What to do –
Quote the items word for word, beginning at the first one and stopping after the line that contains "0,513,829,778". Leave the pictures out of your answer.

**** Excerpted data ****

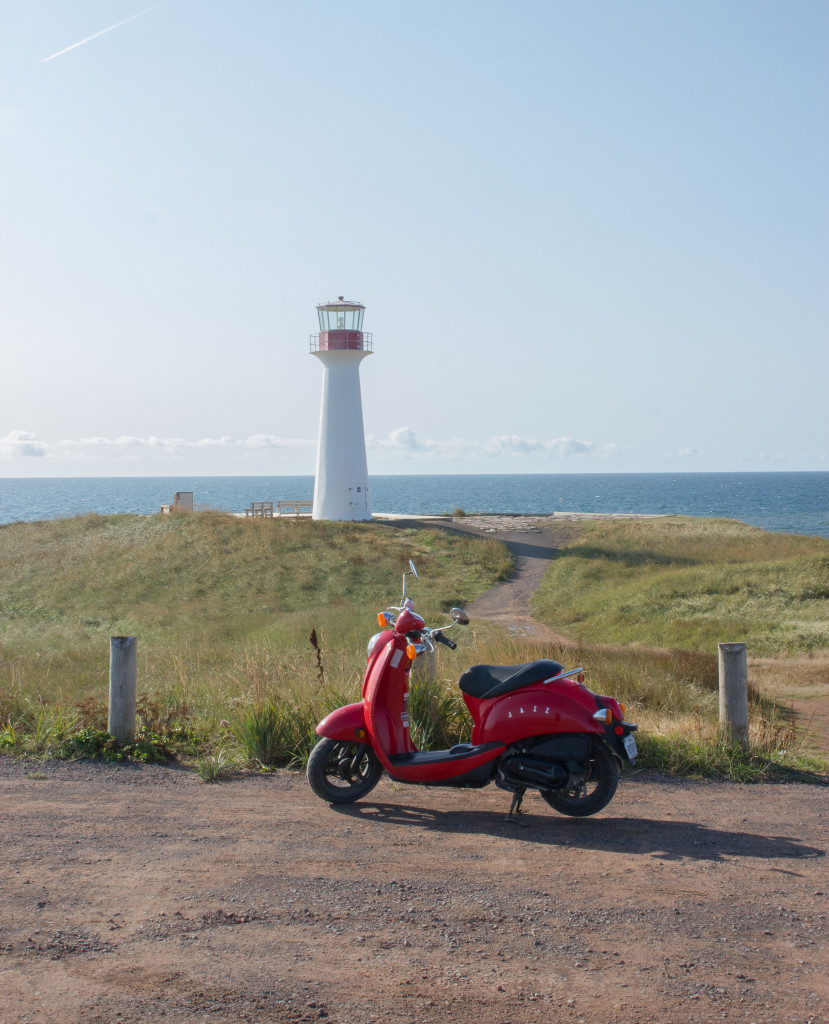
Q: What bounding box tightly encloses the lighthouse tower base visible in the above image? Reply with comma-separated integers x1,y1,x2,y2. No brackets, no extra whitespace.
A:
313,349,372,521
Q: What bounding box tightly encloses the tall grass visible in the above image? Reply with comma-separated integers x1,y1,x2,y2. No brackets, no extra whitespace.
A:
0,513,511,763
0,514,825,778
533,517,829,656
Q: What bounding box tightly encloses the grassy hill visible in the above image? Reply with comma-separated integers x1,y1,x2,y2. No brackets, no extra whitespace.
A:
533,516,829,656
0,513,829,778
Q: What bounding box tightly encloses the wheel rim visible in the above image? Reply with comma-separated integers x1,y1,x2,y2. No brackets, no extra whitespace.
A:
559,761,602,803
325,743,372,790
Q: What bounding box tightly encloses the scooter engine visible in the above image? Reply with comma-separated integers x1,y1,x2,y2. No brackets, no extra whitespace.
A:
498,754,571,790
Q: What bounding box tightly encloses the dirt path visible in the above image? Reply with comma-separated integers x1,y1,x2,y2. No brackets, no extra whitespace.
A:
429,516,567,642
435,513,829,757
0,757,829,1024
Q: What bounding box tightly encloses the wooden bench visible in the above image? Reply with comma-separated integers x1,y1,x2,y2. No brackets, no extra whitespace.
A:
245,502,273,519
276,498,314,515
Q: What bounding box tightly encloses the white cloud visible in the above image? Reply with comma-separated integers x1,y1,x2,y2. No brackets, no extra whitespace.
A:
0,427,622,462
0,430,316,460
366,427,622,459
0,430,48,459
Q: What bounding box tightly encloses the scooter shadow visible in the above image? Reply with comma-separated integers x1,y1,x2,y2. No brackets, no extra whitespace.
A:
332,801,826,861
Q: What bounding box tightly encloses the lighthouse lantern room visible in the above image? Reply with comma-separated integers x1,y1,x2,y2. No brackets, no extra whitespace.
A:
311,295,373,520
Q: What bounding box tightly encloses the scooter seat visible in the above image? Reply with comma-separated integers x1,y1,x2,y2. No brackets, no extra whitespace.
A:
457,658,564,700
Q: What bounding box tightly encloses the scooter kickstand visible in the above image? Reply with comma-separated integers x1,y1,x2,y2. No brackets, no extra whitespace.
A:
504,790,529,828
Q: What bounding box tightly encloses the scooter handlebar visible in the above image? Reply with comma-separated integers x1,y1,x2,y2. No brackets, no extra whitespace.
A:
432,630,457,650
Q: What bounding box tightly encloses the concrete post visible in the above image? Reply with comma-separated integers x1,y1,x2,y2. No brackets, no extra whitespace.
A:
717,643,748,746
106,637,137,743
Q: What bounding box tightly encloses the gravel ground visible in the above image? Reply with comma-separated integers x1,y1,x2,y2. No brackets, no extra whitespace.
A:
0,757,829,1024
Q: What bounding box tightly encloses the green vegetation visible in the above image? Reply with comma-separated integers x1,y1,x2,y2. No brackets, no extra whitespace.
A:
0,513,512,765
0,513,829,781
533,517,829,656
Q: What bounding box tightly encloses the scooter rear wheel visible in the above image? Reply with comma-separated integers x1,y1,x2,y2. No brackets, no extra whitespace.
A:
306,739,383,804
541,741,619,818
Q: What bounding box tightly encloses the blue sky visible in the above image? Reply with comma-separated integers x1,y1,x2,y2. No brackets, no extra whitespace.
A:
0,0,829,476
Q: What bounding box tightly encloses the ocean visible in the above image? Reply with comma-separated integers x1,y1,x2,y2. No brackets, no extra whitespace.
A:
0,472,829,537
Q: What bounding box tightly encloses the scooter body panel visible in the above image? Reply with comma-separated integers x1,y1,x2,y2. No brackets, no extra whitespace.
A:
464,680,604,745
316,700,366,743
362,630,415,771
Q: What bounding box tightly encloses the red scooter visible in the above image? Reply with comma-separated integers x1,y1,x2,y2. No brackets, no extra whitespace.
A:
307,561,637,824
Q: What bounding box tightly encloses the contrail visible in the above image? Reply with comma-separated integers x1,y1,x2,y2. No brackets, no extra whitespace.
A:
41,0,166,63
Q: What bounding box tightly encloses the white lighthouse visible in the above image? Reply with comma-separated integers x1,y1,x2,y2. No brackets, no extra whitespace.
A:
311,295,373,520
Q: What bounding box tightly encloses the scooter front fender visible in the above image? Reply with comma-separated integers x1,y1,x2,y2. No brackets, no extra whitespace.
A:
316,700,367,743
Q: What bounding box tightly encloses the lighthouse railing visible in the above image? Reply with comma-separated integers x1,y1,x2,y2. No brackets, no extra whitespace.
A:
310,331,374,352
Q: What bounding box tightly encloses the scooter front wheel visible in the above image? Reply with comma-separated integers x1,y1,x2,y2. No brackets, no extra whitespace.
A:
306,739,383,804
541,741,619,818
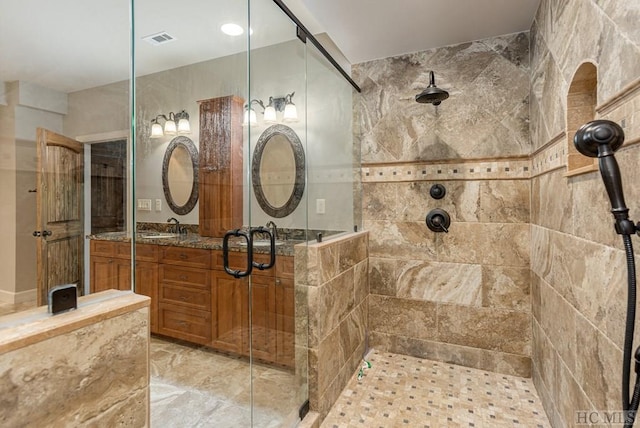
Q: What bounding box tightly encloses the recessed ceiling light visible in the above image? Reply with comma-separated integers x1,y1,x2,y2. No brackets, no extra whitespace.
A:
220,23,244,36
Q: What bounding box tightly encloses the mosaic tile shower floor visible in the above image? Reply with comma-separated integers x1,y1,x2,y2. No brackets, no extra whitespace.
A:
322,351,550,428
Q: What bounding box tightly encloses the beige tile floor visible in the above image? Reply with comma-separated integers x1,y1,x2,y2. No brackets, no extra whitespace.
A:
0,303,550,428
322,351,550,428
150,337,302,428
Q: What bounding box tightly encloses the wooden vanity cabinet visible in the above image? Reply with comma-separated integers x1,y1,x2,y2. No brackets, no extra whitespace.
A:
275,257,295,367
91,240,295,367
198,96,244,237
211,251,295,367
158,246,211,345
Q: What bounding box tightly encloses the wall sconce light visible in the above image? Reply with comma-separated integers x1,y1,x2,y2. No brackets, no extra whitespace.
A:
242,100,264,126
151,110,191,138
242,92,298,126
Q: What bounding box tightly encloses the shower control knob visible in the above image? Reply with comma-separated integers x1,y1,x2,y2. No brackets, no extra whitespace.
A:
425,208,451,233
429,184,447,199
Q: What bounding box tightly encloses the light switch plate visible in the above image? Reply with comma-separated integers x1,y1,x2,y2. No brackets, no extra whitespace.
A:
138,199,151,211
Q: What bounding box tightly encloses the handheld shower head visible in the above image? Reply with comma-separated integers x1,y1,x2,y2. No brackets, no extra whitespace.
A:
573,120,636,235
416,71,449,106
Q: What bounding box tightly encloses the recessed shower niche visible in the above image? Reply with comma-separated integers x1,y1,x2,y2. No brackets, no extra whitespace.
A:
566,62,598,176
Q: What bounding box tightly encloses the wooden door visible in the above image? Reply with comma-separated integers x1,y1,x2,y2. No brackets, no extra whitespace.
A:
198,96,244,237
36,128,84,305
246,275,276,361
211,271,249,354
87,140,127,235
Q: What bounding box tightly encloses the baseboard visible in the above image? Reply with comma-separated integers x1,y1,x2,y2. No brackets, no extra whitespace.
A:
0,288,38,304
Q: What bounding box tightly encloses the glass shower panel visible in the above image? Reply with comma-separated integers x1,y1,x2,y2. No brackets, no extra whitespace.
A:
307,43,362,239
245,0,308,427
134,0,260,427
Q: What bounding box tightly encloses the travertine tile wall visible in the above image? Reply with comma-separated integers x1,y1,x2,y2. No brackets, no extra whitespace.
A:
353,33,531,376
295,232,369,419
531,0,640,427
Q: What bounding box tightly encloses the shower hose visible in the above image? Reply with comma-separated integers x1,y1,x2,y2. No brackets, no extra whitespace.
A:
622,235,640,428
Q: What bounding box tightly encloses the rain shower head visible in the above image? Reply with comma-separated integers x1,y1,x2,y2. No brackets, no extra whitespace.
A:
416,71,449,106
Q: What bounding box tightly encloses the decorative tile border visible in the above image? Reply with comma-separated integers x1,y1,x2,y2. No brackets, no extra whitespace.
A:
531,132,567,177
362,158,531,183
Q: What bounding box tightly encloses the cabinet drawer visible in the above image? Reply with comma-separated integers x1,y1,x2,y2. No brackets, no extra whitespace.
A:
276,256,294,278
158,302,211,344
160,247,211,269
91,239,118,257
213,251,278,276
160,265,209,290
113,242,131,259
127,244,158,262
160,283,211,311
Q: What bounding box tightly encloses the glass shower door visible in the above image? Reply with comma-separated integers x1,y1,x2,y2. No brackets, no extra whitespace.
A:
244,0,308,427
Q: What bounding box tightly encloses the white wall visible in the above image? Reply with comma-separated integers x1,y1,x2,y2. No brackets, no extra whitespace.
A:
0,81,66,302
65,39,353,234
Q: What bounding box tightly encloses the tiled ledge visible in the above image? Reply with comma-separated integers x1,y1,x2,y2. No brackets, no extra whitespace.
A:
0,290,150,354
362,157,531,183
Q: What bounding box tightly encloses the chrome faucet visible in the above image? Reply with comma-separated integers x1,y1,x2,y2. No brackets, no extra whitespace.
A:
265,220,278,239
167,217,180,233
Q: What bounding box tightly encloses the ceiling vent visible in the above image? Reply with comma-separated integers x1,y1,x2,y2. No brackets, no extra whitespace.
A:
142,31,176,46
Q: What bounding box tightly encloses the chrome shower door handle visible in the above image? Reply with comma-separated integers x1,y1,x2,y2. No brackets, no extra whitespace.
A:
222,229,253,278
251,226,276,270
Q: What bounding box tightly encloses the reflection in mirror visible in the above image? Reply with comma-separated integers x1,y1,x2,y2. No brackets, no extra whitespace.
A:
260,134,296,207
252,125,305,218
162,136,198,215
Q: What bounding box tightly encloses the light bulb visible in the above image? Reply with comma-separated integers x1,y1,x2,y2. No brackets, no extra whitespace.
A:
264,105,278,123
178,119,191,134
242,109,258,126
164,119,176,135
151,123,164,138
282,103,298,122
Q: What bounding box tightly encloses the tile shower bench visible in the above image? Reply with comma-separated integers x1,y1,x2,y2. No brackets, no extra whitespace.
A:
0,290,150,427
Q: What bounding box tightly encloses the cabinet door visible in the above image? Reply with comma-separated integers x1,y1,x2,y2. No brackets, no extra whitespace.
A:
198,96,244,237
114,259,131,290
275,278,295,367
136,262,158,333
211,271,248,354
247,276,276,362
90,257,118,293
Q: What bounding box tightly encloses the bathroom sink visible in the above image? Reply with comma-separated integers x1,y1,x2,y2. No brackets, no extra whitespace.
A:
240,239,284,247
138,232,180,239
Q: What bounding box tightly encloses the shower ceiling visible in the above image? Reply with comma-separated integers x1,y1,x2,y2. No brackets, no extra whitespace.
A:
300,0,540,64
0,0,539,93
0,0,319,93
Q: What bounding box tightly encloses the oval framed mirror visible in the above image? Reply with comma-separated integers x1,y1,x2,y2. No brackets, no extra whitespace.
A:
251,125,305,218
162,135,198,215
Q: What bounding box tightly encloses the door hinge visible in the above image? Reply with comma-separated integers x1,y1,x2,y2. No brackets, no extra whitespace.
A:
298,400,309,420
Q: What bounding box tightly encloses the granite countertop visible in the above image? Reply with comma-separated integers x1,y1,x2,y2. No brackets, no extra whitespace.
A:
87,231,305,256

****

Response for this exercise –
Q: What bounding box tightly encloses the lighthouse tower base visible in the above image? Reply with comma-separated integers x1,y1,x2,y2. No brackets, no extra whitespace.
A:
313,349,372,521
Q: What bounding box tightly encloses the tall grass visible in the above image? Reply with comma-separated integers x1,y1,x2,y2. No brackets, no extra whitespace.
A:
0,513,511,763
0,514,825,778
533,517,829,656
Q: What bounding box tightly encloses the grassy hill visible in the above image? Reply with comma-separated integers x1,y1,x2,y2. No brackets, no extra whitespace.
A:
533,516,829,656
0,513,829,778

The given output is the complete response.